** START OF Excerpted text **
What is ÖTV (Special Consumption Tax)?
ÖTV (Özel Tüketim Vergisi, Special Consumption Tax) is Türkiye’s single-stage excise tax under Law No. 4760, levied once — at import or first delivery by the producer — on four lists of goods annexed to the law. Unlike VAT, it does not apply at every stage of the chain; but it enters the VAT base, so VAT is calculated on the ÖTV-inclusive price, compounding the burden.
The four lists
List I covers petroleum products, natural gas and solvents (fixed amounts per unit); List II covers motor vehicles, where rates vary by engine size, type and — for EVs — motor power and value, which is why Turkish car prices diverge so sharply from European ones; List III covers alcoholic beverages, cola drinks and tobacco (with minimum fixed taxes); List IV covers a broad range of consumer goods including mobile phones, white goods, electronics, cosmetics and caviar.
** END OF Excerpted text **
** START OF Data section **
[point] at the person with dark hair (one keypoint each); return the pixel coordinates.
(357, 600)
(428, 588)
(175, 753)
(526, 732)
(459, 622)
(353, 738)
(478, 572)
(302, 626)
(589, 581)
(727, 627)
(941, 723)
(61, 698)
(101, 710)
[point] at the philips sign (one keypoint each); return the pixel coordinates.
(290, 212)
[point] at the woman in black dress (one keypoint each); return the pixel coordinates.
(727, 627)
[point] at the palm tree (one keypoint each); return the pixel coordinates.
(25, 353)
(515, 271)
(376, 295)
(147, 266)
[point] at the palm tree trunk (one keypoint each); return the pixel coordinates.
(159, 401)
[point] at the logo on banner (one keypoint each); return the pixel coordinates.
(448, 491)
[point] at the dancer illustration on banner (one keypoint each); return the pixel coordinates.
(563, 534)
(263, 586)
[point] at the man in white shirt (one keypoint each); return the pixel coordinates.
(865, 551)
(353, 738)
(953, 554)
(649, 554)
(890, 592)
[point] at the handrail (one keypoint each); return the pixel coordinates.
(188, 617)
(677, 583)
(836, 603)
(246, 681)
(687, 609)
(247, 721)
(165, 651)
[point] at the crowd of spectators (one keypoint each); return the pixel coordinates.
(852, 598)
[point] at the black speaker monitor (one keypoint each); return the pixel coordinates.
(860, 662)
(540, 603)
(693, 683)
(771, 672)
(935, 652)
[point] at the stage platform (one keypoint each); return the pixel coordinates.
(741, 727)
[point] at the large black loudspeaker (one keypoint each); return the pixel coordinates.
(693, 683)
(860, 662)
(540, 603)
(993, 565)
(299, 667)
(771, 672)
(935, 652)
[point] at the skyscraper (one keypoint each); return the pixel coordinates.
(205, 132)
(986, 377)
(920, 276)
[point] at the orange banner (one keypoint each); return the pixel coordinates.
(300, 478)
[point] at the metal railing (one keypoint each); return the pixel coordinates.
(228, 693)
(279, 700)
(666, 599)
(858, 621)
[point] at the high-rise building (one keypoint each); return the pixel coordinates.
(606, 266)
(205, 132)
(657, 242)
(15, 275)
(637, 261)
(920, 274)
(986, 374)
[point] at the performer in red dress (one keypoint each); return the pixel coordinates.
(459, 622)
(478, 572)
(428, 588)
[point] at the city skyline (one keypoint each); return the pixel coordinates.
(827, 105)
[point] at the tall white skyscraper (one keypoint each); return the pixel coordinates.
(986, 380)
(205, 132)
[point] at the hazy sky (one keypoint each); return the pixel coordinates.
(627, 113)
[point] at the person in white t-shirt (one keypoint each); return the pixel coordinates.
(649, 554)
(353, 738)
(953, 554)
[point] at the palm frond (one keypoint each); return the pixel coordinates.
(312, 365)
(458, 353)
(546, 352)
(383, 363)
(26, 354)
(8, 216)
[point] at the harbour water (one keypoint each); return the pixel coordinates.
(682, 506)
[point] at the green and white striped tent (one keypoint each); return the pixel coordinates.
** END OF Data section **
> Exercise tasks:
a) Report how many lines of the records contain the string "banner", counting only exact-case matches. Give the number alone.
b) Extend the text on Türkiye's special consumption tax past its final sentence.

> Results for the exercise:
a) 3

b)
Why tech companies meet it
Any business importing devices — phones, tablets, consoles — prices ÖTV into its unit economics. Rates and fixed amounts change frequently by Presidential decision within statutory bands, so a hardware business plan needs a live tax assumption, not a constant. E-commerce sellers of List IV goods, EV importers and fuel-adjacent logistics models all carry ÖTV exposure at the border, and the tax is due at customs alongside import VAT.
Is ÖTV refundable like VAT?
Generally no — it is a cost, not a transit item. Limited exception and refund regimes exist (e.g. certain exports, disabled-driver vehicle exemptions, diplomatic exemptions), each with strict conditions.
ÖTV vs. VAT — quick contrast?
VAT is multi-stage, creditable and broadly neutral for businesses; ÖTV is one-shot, non-creditable and product-targeted. On a taxed product you effectively pay both, with VAT computed on top of ÖTV.
Related: KDV (VAT).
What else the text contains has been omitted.